● **Exercise details**
Write out all the data again, exactly as shown.

______

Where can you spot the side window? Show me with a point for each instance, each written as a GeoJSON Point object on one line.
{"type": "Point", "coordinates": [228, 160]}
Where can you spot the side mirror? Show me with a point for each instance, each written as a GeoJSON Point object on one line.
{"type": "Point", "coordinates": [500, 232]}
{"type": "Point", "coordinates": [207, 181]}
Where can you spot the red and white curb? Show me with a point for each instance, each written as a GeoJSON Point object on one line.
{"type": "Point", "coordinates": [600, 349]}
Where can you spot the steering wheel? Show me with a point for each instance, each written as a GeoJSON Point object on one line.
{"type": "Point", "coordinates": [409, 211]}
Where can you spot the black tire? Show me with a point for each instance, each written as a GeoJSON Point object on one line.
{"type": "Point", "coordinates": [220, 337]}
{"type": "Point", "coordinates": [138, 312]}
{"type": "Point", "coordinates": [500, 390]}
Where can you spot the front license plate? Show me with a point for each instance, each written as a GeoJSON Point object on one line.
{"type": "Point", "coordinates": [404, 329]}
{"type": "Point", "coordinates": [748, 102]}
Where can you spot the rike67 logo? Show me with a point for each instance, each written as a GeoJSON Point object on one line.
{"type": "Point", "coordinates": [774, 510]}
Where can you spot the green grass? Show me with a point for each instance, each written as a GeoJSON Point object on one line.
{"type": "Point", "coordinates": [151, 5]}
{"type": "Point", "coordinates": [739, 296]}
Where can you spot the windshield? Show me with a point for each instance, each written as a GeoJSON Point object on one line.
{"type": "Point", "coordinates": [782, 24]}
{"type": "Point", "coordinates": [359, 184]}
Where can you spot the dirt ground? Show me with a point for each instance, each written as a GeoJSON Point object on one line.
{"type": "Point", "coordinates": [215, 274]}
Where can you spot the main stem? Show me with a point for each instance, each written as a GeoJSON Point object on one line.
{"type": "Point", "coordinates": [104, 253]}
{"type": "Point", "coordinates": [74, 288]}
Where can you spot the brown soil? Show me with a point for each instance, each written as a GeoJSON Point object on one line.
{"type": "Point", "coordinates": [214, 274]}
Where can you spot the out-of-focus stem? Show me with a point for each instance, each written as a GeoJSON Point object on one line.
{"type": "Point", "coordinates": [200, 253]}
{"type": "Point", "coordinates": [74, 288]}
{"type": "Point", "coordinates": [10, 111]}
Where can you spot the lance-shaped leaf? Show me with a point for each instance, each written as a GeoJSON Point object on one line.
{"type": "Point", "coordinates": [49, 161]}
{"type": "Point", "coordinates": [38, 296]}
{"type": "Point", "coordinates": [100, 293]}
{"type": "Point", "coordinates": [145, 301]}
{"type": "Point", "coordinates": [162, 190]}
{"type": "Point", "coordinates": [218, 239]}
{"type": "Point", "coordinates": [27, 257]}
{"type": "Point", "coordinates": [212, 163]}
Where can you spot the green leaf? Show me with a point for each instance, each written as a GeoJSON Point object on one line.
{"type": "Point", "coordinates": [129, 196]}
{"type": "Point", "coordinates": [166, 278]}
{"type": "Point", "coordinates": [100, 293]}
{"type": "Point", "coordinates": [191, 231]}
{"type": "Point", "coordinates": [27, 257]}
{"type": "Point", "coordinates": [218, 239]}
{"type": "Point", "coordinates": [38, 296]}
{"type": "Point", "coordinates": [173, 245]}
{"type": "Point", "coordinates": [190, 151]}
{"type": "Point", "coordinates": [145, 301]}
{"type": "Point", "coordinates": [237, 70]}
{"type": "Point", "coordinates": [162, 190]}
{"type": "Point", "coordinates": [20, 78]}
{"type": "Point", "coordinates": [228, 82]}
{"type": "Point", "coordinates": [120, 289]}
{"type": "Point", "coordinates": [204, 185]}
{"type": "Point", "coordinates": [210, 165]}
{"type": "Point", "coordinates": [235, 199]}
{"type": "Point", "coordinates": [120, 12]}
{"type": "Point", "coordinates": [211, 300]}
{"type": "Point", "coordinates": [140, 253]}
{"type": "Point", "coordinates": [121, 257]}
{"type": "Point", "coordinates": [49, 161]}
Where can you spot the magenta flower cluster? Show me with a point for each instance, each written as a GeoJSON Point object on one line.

______

● **Exercise output**
Where can you spot the side window? Show me with a point for each instance, each written as a GeoJSON Point object on one line.
{"type": "Point", "coordinates": [228, 160]}
Where can you spot the side mirror? Show me with a point for each instance, each written as a GeoJSON Point object on one line.
{"type": "Point", "coordinates": [500, 232]}
{"type": "Point", "coordinates": [207, 181]}
Where can you spot the red and white curb? Show me with a point for each instance, each written as a GeoJSON Point object on one line.
{"type": "Point", "coordinates": [600, 349]}
Where can you spot the steering wheel? Show me with a point for each instance, each written as a GeoJSON Point object on one line.
{"type": "Point", "coordinates": [409, 211]}
Where can you spot the black tire? Show me with a point for each instance, each written as a GeoJSON Point object on one line.
{"type": "Point", "coordinates": [220, 337]}
{"type": "Point", "coordinates": [138, 312]}
{"type": "Point", "coordinates": [500, 390]}
Where can you spot the front license plate? Show me with a point for each instance, each written as a GeoJSON Point object on one line.
{"type": "Point", "coordinates": [404, 329]}
{"type": "Point", "coordinates": [748, 102]}
Where can you spot the rike67 logo? Show me with a point for each instance, each written as a GeoJSON Point object on one line.
{"type": "Point", "coordinates": [774, 510]}
Where can you spot the green grass? Show me with a point for each instance, each written as a GeoJSON Point object on one line.
{"type": "Point", "coordinates": [151, 5]}
{"type": "Point", "coordinates": [739, 296]}
Where can you spot the windshield? Show me with a point for each instance, each written as a GeoJSON Point object on one line.
{"type": "Point", "coordinates": [782, 24]}
{"type": "Point", "coordinates": [359, 184]}
Where can you spot the dirt ground? Show me with a point for each instance, each written as a GeoJSON Point object on one line.
{"type": "Point", "coordinates": [215, 274]}
Where can you spot the main stem? Show me with a point for each instance, each written as a GeoJSON Point object on one line.
{"type": "Point", "coordinates": [104, 253]}
{"type": "Point", "coordinates": [74, 288]}
Where can you spot the brown soil? Show me with a point for each instance, each written as a GeoJSON Point object on one line.
{"type": "Point", "coordinates": [214, 274]}
Where can you spot the out-of-focus stem? Show me with a point for each instance, each written as a GeoJSON Point object on one line.
{"type": "Point", "coordinates": [200, 253]}
{"type": "Point", "coordinates": [74, 288]}
{"type": "Point", "coordinates": [10, 111]}
Where can you spot the lance-shaped leaf? Show me with a point for each instance, each written as a GeoJSON Point object on one line.
{"type": "Point", "coordinates": [49, 161]}
{"type": "Point", "coordinates": [38, 296]}
{"type": "Point", "coordinates": [100, 293]}
{"type": "Point", "coordinates": [145, 301]}
{"type": "Point", "coordinates": [162, 190]}
{"type": "Point", "coordinates": [218, 239]}
{"type": "Point", "coordinates": [27, 257]}
{"type": "Point", "coordinates": [212, 163]}
Where can you spot the green leaf? Show me with a point for each instance, each written as a GeoJSON Point object on one line.
{"type": "Point", "coordinates": [129, 196]}
{"type": "Point", "coordinates": [166, 278]}
{"type": "Point", "coordinates": [100, 293]}
{"type": "Point", "coordinates": [191, 231]}
{"type": "Point", "coordinates": [27, 257]}
{"type": "Point", "coordinates": [218, 239]}
{"type": "Point", "coordinates": [38, 296]}
{"type": "Point", "coordinates": [173, 245]}
{"type": "Point", "coordinates": [190, 151]}
{"type": "Point", "coordinates": [145, 301]}
{"type": "Point", "coordinates": [237, 70]}
{"type": "Point", "coordinates": [162, 190]}
{"type": "Point", "coordinates": [20, 78]}
{"type": "Point", "coordinates": [228, 82]}
{"type": "Point", "coordinates": [120, 289]}
{"type": "Point", "coordinates": [204, 185]}
{"type": "Point", "coordinates": [210, 165]}
{"type": "Point", "coordinates": [235, 199]}
{"type": "Point", "coordinates": [120, 12]}
{"type": "Point", "coordinates": [211, 300]}
{"type": "Point", "coordinates": [140, 253]}
{"type": "Point", "coordinates": [121, 257]}
{"type": "Point", "coordinates": [49, 161]}
Where can you spot the magenta flower cluster? Show me with a point for each instance, each written as a GeoJSON Point object on one line.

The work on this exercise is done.